» **Written request**
Make an exact copy of all the data.

» **Dataset content**
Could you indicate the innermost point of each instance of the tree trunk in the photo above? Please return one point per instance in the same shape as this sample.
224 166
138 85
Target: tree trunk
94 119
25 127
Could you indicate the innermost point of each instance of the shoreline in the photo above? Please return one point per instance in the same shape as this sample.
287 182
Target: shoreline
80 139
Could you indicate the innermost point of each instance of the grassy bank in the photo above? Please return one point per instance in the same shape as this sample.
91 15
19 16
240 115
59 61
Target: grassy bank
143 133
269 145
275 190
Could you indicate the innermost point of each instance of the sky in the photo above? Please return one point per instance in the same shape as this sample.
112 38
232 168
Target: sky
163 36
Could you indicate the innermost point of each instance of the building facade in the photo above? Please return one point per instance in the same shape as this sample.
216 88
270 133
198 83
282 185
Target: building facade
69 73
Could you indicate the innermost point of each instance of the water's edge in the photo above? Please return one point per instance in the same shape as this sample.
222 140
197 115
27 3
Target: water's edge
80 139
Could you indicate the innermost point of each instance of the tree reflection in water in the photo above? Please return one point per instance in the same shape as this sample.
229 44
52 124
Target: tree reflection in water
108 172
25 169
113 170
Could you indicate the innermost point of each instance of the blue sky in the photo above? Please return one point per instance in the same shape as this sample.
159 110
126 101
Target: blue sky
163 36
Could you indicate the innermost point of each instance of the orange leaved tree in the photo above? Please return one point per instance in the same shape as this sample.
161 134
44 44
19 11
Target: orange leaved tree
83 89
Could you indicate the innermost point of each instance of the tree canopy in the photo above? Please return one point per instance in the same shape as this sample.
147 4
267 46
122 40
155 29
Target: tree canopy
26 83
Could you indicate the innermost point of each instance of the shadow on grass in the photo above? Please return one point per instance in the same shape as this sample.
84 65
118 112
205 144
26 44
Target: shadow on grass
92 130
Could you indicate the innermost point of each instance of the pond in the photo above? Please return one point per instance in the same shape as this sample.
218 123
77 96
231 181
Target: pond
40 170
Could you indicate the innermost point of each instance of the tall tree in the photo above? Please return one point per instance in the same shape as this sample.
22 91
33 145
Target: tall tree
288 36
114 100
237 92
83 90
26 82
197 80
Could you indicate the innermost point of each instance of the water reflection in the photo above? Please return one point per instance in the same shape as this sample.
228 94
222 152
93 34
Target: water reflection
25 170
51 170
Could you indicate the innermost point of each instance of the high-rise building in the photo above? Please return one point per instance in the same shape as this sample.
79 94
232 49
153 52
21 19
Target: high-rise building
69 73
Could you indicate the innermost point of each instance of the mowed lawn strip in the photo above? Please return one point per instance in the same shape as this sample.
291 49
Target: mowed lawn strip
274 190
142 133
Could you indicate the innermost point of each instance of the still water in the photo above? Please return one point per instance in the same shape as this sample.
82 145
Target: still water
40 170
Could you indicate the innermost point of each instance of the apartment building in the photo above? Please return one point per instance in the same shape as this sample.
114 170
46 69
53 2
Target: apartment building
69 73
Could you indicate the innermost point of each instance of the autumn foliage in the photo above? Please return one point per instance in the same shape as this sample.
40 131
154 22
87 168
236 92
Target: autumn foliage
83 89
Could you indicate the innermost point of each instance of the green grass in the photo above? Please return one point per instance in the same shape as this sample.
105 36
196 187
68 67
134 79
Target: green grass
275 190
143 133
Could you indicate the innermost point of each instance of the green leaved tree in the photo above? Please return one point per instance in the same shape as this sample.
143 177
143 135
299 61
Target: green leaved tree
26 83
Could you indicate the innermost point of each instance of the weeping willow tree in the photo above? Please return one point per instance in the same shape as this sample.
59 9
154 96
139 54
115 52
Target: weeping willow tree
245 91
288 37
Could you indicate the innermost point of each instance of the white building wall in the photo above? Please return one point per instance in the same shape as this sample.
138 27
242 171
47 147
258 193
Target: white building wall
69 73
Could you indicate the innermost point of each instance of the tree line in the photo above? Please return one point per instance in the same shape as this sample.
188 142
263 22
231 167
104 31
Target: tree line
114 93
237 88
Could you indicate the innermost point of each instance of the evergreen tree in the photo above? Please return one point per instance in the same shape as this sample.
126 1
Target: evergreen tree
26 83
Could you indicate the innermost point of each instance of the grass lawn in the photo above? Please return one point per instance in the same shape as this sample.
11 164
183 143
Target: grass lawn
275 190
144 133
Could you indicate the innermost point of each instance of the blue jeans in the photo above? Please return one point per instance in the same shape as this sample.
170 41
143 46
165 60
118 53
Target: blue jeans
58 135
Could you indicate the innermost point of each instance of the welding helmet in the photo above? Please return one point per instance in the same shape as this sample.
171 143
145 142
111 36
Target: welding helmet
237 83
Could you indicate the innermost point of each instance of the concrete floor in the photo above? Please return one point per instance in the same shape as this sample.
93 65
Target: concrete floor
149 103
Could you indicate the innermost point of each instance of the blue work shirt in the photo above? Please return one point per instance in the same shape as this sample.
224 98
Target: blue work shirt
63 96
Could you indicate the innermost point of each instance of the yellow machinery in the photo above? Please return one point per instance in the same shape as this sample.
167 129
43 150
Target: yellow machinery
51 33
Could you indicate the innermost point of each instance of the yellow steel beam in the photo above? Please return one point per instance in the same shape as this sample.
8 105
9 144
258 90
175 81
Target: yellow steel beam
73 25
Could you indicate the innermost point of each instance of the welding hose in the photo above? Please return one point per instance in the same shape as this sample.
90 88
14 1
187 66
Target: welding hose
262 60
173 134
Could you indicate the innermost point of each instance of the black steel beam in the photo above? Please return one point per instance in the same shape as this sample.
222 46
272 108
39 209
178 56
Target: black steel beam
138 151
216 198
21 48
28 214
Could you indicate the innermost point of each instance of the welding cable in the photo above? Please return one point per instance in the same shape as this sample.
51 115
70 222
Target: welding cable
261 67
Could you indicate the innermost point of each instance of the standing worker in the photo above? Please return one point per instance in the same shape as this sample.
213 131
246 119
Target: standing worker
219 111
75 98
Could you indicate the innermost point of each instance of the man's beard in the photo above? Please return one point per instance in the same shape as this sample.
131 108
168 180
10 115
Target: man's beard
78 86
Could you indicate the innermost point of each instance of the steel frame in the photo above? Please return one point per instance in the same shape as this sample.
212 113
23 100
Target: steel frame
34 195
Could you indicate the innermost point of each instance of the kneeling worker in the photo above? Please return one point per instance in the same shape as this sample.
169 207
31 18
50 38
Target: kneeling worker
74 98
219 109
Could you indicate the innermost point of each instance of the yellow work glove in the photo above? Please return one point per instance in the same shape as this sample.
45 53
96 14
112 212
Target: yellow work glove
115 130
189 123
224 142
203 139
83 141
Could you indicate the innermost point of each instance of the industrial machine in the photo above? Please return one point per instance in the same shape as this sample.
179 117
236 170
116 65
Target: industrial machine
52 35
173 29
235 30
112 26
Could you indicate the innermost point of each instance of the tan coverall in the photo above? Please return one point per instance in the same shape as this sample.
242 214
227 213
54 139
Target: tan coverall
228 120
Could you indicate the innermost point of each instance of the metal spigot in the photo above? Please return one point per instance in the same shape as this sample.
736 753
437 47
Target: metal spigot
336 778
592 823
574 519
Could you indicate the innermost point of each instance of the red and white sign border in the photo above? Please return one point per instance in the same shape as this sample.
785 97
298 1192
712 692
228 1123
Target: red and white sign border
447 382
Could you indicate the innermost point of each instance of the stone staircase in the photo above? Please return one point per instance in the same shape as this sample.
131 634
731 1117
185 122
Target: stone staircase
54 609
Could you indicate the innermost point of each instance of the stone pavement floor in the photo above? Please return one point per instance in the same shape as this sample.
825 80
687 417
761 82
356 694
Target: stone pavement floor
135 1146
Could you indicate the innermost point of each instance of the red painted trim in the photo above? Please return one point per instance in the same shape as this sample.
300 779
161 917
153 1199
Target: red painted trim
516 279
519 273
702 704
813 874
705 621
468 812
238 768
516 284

» **Written solution**
Could you indicate the innermost point of each instance of the tree trunk in the photo above? Please return one point per instance in the same shape as this sample.
224 166
138 85
Target: tree trunk
94 119
25 127
Could you indicate the innermost point of each instance of the shoreline in the photo above? Please return one point per instance in the same shape as this sample.
287 182
Target: shoreline
80 139
Could you indicate the innermost point of each instance of the grassy bank in the photo above? Please return one point per instance in the same shape as this sample.
91 15
19 16
240 115
59 61
Target: grassy bank
143 133
269 145
275 190
Could you indicate the innermost point of each instance of the sky in the photo above? Please return one point per instance in the same shape as this sample.
112 38
232 168
Target: sky
163 36
Could you indicate the innermost point of each instance of the building facade in the photo above? Please return one point per instance in the same shape as this sample.
216 88
270 133
198 83
282 185
Target: building facade
69 73
Could you indicate the innermost point of each instance of the water's edge in the photo above? Please return one point per instance in the same shape as this sample.
222 140
197 115
27 3
Target: water's edge
80 139
Could you indicate the innermost point of each instance of the tree reflection in water in the photo above? Please return one point per instance in the same shape as this sample.
229 44
52 124
Target: tree reflection in water
108 172
25 169
113 170
Could you indicate the innermost point of each instance of the blue sky in the photo above? Please return one point per instance in the same shape as this sample.
159 110
126 101
Target: blue sky
163 36
Could you indicate the innermost point of each instance of the orange leaved tree in the photo above? Please return one point per instance in the same shape as this sample.
161 134
44 44
19 11
Target: orange leaved tree
83 89
Could you indicate the innermost point of each instance of the tree canopy in the photo above? Please return one point per instance in the same shape as this sample.
147 4
267 46
122 40
155 29
Target: tree canopy
26 83
Could you indicate the innermost point of each instance of the shadow on grass in the photo above? Please return one point per instance in the same shape as this sample.
84 65
118 112
205 144
26 44
Target: shadow on grass
92 130
Could you indicate the innermost point of each instance of the pond in the photo above? Please return one point per instance in the same shape as this sample.
218 123
77 96
231 181
Target: pond
40 170
Could you indicate the innermost point of each instance of the tall tree in the photo above? Please return one point per instance in the same shape as this sample.
22 91
33 145
Target: tall tree
288 36
114 100
237 92
83 90
26 82
197 80
Could you indicate the innermost point of each instance of the water reflection in the photo above? Please return one point per instance in the same shape as this sample.
228 94
222 152
93 34
Target: water reflection
25 170
51 170
Could you indicate the innermost point of each instance of the high-rise building in the photo above? Please return one point per instance in the same shape as this sample.
79 94
232 49
153 52
21 19
Target: high-rise building
69 73
Could you indicate the innermost point of each instance of the mowed lawn strip in the photo above? Please return one point per instance in the same shape as this sample.
291 49
Target: mowed lawn strip
274 190
142 133
Could you indicate the innermost point of each instance of the still water in the photo above? Please return one point per instance in the same shape as this sample.
82 145
Target: still water
40 170
Could you indicate the innermost point of each instance of the apartment building in the photo above? Please return one point per instance in the same shape as this sample.
114 170
46 69
53 2
Target: apartment building
69 73
Could you indicate the innermost point of each instance of the autumn foliage in the photo above? Please return one point per instance in the same shape as this sample.
40 131
154 22
87 168
236 92
Target: autumn foliage
83 89
Could you indicate the innermost point of each instance of the green grass in the photo above? Please return one point per instance in the same shape as this sample.
105 36
196 187
68 67
134 79
Target: green grass
275 190
143 133
Could you indicate the innermost point of each instance of the green leaved tree in the photo above? Please return one point per instance in the same shape as this sample.
143 177
143 135
299 61
Target: green leaved tree
26 83
Could you indicate the innermost point of each instance of the weeping willow tree in the photo above? Please return one point per instance in the same shape as this sample.
59 9
154 96
139 54
115 52
Target: weeping willow tree
245 91
288 37
Could you indicate the innermost point of each instance of the white building wall in the photo above? Please return one point per instance in the same shape as this sample.
138 27
242 171
47 147
258 193
Target: white building wall
69 73
Could you indicate the innermost point of each instance of the tree line in the photo above? Please return one point per instance in the same shape as this sample.
188 142
263 22
231 167
104 31
Target: tree line
114 93
237 88
Could you indicate the innermost point of each instance of the evergreen tree in the photo above? Please return one point per instance in the same shape as this sample.
126 1
Target: evergreen tree
26 83
Could you indicate the innermost point of each instance of the grass lawn in the photo above? Please return one point per instance in the same shape as this sample.
11 164
183 143
Target: grass lawn
275 190
144 133
Could you indicate the innermost point of each instance of the blue jeans in the photo above? Please return one point per instance in the same shape as this sample.
170 41
143 46
165 60
118 53
Target: blue jeans
58 135
Could you indicate the innermost point of each instance of the welding helmet in the photo above? Please return one point per instance in the same shape as this sample.
171 143
145 142
111 36
Target: welding helmet
237 83
Could you indicate the innermost point of each instance of the concrete floor in the photo above? Please return one point per instance in the same shape as this sample.
93 65
Target: concrete floor
149 103
Could you indicate the innermost point of each instance of the blue work shirt in the photo above? Please return one point per instance in the same shape as this sample.
224 98
Target: blue work shirt
63 96
Could you indicate the innermost point of each instance of the yellow machinery in the photo above? Please return one point per instance in the same shape as this sample.
167 129
43 150
Target: yellow machinery
51 33
Could you indicate the innermost point of each instance of the yellow steel beam in the photo above? Please return one point per instance in the same shape as this sample.
8 105
9 144
258 90
175 81
Target: yellow steel beam
73 25
Could you indicate the innermost point of each instance of the welding hose in the photo above? Please return one point per instance in the same shape as this sample.
90 88
14 1
187 66
Target: welding hose
262 60
173 134
Could you indicate the innermost point of each instance of the black steel beam in the photo above? Please return one point per instance in the same shape as this sample.
222 46
272 108
39 209
178 56
Target: black steel beam
138 151
216 198
21 48
28 214
Could you indicate the innermost point of each instance of the welding cable in the photo above? Please return one point per instance in the same shape as this sample.
51 115
70 222
Target: welding cable
261 67
Could you indicate the innermost point of each instance of the standing worker in the photo above? Please return one point per instance in the same shape as this sample.
213 131
246 119
Target: standing worker
219 111
75 98
Could you indicate the innermost point of each instance of the man's beard in the photo above? Please return one point per instance in the same shape as this sample.
131 108
168 180
10 115
Target: man's beard
78 86
Could you indicate the innermost point of each instance of the steel frame in the photo above? Please return one point per instance in the same shape as this sample.
212 113
23 100
Target: steel frame
34 195
Could you indicate the innermost point of each instance of the kneeling worker in the photo above? Please return one point per instance in the same shape as this sample.
169 207
31 18
50 38
Target: kneeling worker
74 98
219 109
Could you indicate the innermost point of each instance of the yellow work glove in the photo above? Please return one point per instance in the same shape as this sample.
45 53
96 14
112 212
Target: yellow work glove
115 130
189 123
224 142
203 139
83 141
Could you indicate the innermost point of each instance of the industrial machine in the photo above? Please return one point per instance in the same shape as this sample.
179 117
236 170
116 65
Target: industrial machine
52 35
173 29
235 30
112 26
Could you indicate the innermost point of each instance of the tan coverall in the photo above? Please return one point per instance in the same shape as this sample.
242 214
227 213
54 139
Target: tan coverall
228 120
Could you indicate the innermost point of each instance of the metal spigot in the photo above? Please return one point per instance in the same shape as this sample.
736 753
437 47
Target: metal spigot
336 778
592 823
574 519
Could you indicate the innermost point of each instance of the red and white sign border in the photo above? Please return one point per instance in the same shape as this sample.
785 97
298 1192
712 692
228 1123
Target: red and white sign border
447 382
Could you indicate the innermost point of each instance of the stone staircase in the photo above? Please return one point per instance in the same shape as this sample.
131 634
731 1117
185 122
Target: stone staircase
54 609
Could you indicate the innermost point of each instance of the stone pavement floor in the photo above? Please return one point per instance in the same shape as this sample.
825 80
687 417
761 82
356 694
Target: stone pavement floor
135 1146
Could you indicate the innermost point of each instance of the red painted trim in the photo above? Please return one point per instance in the same shape as this sample.
300 779
161 917
153 1199
Target: red painted trim
516 279
519 273
702 704
813 874
705 621
468 812
238 768
516 284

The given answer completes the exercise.